Item 25: Be Cautious when Relying on Dictionary Insertion Ordering

Notes

  • Pre-Python 3.6 iterating over a dictionary returned the keys in arbitrary order
  • Newer versions guarantee the keys are returned in order of insertion
  • For example the code below,
baby_names = {
    "cat": "kitten",
    "dog": "puppy",
}
print(baby_names)
{'cat': 'kitten', 'dog': 'puppy'}
  • Pre-Python 3.6 the output may have looked like,
    • i.e. The keys are printed in the opposite ordering
{'dog': 'puppy', 'cat', 'kitten'}

Why did this occur and why did it change?

  • Occurred because the original implementation used a hash function and a random seed
  • Random behaviour makes it harder to test
    • Can’t hard code simple expected output strings
  • More confusing and difficult to debug
Caution

While Insertion ordering was introduced in Python 3.6, it only formally became part of the specification in Python 3.7. If using Python 3.6 check that your interpreter supports insertion ordering

Implications of Non-Insertion Orderings

Method Behaviours

  • Methods that rely on iteration order also become random
  • This impacts, for example,
    1. keys
      • Getting an iterator over the keys
    2. values
      • Getting an iterator over the values
    3. popitem
      • Pop an item from the dictionary
    4. etc.

### DATA
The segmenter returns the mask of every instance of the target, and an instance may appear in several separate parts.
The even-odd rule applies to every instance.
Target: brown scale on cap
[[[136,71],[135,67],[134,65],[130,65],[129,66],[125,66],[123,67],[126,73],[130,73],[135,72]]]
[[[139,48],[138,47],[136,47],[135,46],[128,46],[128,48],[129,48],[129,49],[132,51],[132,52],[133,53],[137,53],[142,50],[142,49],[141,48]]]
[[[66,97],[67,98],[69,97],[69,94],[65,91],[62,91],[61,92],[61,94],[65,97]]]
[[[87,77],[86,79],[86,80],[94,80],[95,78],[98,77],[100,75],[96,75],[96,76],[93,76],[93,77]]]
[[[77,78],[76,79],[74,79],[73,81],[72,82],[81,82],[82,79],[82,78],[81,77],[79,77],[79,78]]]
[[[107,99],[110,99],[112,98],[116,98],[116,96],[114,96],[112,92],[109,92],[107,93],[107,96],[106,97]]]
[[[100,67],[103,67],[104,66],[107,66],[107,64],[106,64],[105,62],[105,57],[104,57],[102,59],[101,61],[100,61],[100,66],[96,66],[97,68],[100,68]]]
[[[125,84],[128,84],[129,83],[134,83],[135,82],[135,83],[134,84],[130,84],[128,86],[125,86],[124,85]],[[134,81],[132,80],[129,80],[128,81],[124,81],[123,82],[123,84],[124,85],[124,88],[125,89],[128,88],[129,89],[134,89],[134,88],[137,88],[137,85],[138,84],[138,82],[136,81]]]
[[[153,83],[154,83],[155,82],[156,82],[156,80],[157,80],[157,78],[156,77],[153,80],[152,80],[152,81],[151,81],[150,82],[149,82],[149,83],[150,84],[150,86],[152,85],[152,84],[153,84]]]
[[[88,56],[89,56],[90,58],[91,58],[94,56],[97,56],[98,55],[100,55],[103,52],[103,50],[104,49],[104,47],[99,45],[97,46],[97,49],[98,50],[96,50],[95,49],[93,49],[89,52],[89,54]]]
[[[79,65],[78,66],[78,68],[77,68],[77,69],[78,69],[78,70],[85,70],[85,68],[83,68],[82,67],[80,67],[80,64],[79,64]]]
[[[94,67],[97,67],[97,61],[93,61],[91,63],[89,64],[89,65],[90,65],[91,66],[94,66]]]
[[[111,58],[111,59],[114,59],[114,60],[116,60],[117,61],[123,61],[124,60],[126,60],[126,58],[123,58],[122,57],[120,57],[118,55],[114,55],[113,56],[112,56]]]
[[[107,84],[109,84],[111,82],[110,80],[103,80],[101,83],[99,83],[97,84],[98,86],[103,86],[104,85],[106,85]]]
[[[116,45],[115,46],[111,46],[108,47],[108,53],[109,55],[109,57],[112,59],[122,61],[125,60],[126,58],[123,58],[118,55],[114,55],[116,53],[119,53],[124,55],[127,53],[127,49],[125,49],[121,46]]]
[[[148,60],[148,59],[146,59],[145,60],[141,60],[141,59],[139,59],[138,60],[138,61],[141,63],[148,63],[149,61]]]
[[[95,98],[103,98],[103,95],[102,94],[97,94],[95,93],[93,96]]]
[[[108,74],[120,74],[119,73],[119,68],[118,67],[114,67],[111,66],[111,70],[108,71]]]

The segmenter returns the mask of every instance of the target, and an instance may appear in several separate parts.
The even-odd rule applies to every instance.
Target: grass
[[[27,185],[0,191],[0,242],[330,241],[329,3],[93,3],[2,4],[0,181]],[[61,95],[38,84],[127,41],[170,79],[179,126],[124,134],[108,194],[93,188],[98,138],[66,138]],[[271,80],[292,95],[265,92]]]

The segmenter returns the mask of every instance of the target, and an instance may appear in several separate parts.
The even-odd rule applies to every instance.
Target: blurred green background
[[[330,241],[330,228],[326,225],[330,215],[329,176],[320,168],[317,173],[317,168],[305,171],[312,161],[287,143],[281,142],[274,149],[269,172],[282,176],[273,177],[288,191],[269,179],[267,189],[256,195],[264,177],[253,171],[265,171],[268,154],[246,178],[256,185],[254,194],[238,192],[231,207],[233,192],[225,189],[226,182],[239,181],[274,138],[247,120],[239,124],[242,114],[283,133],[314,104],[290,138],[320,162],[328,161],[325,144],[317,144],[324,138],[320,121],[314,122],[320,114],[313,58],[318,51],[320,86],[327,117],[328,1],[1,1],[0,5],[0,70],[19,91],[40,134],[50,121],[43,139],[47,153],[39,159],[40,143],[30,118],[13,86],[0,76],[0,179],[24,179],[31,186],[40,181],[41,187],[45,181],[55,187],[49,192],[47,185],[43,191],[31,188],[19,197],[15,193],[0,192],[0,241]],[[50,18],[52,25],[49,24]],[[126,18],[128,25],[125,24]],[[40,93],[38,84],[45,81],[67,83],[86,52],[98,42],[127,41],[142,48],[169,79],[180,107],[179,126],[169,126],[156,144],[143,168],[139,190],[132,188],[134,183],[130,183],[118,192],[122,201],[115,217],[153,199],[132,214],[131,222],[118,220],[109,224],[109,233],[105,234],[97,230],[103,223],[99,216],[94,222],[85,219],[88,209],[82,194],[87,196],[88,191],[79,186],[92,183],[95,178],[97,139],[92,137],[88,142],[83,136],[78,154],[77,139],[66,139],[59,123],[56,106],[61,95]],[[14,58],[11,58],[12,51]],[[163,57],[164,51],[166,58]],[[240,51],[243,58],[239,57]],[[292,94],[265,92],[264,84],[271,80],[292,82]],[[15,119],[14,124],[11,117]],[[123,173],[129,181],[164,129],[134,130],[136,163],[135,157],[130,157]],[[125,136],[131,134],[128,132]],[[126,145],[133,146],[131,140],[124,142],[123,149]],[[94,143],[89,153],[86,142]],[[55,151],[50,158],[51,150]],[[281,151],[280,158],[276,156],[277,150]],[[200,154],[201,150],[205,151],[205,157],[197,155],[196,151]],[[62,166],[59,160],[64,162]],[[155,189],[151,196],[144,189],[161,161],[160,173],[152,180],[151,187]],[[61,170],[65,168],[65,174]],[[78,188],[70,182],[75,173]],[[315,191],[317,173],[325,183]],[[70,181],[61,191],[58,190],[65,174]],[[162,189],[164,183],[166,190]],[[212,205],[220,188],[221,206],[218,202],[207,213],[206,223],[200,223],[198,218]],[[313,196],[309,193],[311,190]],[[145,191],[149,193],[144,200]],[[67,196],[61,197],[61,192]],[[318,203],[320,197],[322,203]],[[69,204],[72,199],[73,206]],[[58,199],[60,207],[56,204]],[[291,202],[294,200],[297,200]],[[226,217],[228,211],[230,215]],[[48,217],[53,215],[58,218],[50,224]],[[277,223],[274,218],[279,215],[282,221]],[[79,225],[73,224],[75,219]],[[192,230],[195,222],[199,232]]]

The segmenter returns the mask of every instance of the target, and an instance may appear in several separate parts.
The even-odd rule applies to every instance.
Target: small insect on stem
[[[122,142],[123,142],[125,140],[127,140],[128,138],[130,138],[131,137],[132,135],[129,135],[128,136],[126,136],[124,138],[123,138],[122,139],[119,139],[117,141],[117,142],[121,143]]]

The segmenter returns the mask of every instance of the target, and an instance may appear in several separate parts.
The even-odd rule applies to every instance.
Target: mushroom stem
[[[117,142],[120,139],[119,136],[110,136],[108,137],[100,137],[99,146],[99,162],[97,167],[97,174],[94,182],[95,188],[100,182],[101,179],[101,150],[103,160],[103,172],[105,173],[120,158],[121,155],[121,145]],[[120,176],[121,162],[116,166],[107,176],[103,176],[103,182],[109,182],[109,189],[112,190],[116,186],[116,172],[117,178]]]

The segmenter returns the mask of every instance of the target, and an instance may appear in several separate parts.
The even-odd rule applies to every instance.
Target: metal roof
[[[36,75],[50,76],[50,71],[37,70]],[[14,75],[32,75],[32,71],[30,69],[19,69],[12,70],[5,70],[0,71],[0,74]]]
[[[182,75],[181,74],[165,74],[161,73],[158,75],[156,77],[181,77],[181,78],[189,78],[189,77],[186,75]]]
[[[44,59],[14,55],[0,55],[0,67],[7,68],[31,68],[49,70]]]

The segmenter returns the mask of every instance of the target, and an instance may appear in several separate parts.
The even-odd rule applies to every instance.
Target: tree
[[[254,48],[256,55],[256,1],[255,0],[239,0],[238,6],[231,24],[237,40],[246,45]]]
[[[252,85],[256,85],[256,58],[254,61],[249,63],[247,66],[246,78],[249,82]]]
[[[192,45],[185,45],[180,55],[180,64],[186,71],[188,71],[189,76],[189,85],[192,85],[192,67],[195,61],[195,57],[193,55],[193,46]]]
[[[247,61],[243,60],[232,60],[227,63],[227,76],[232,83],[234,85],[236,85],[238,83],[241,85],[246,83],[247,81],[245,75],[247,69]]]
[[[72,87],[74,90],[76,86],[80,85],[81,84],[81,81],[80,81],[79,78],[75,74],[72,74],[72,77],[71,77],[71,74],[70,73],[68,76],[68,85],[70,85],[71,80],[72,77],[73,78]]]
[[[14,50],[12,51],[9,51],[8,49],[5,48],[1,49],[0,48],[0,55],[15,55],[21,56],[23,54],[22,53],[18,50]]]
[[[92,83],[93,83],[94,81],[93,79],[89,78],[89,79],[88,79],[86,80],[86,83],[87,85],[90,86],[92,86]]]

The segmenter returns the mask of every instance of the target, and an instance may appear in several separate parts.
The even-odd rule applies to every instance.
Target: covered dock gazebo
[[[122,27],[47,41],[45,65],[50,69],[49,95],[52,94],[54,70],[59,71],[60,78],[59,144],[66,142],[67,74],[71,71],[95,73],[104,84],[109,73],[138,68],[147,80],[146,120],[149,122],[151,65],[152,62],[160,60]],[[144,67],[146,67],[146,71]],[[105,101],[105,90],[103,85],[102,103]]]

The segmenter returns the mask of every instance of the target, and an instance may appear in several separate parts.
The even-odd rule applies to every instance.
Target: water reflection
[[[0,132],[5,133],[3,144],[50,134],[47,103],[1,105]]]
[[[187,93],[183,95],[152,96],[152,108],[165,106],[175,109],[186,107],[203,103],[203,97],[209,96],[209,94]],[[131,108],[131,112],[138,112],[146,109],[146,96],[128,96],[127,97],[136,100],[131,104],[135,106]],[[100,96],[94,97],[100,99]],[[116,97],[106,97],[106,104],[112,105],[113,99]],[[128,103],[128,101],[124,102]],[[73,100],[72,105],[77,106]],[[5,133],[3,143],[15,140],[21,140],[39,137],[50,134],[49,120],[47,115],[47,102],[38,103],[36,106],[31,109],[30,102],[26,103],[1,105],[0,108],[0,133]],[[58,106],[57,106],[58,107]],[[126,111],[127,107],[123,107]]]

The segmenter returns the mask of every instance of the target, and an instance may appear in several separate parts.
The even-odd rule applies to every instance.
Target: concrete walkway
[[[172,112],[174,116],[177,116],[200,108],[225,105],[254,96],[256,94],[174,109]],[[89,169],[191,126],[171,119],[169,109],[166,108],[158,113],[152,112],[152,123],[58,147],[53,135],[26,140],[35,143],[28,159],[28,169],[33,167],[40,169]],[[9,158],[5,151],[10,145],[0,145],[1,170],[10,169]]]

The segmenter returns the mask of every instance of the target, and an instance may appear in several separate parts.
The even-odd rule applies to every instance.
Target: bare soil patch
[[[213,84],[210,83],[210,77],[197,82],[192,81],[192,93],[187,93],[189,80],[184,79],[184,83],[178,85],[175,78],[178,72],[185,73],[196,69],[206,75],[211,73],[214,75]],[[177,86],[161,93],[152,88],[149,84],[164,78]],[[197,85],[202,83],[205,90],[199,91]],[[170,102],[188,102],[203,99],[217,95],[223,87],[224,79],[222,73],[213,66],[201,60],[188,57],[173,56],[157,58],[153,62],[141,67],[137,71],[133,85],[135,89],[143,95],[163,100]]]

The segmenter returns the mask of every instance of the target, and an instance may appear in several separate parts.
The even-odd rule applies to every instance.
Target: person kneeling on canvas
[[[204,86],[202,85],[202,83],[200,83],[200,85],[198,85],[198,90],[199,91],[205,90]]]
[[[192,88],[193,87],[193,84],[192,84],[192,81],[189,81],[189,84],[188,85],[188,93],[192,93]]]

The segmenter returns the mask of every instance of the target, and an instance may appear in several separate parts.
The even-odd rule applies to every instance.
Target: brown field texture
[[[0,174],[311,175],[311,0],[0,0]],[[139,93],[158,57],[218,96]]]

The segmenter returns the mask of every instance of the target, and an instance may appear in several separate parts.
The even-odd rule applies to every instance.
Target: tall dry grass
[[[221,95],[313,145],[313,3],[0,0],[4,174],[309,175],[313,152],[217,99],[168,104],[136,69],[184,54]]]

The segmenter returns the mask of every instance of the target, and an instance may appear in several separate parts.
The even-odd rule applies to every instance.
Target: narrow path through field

### PROBLEMS TO WORK ON
1. List every dictionary method that the notes on dictionary insertion ordering name as affected by non-insertion orderings.
2. Summarize the notes on dictionary insertion ordering in two sentences.
3. Transcribe the stretch of the notes on dictionary insertion ordering from "Item 25: Be" through "print(baby_names)".

### SOLUTIONS IN ORDER
1.
keys
values
popitem

2. Before Python 3.6, iterating over a dictionary returned the keys in arbitrary order because the original implementation used a hash function and a random seed, which made code harder to test and debug. Newer versions guarantee that keys are returned in insertion order, a behavior introduced in Python 3.6 and formally made part of the specification in Python 3.7.

3.
Item 25: Be Cautious when Relying on Dictionary Insertion Ordering

Notes

  • Pre-Python 3.6 iterating over a dictionary returned the keys in arbitrary order
  • Newer versions guarantee the keys are returned in order of insertion
  • For example the code below,
baby_names = {
    "cat": "kitten",
    "dog": "puppy",
}
print(baby_names)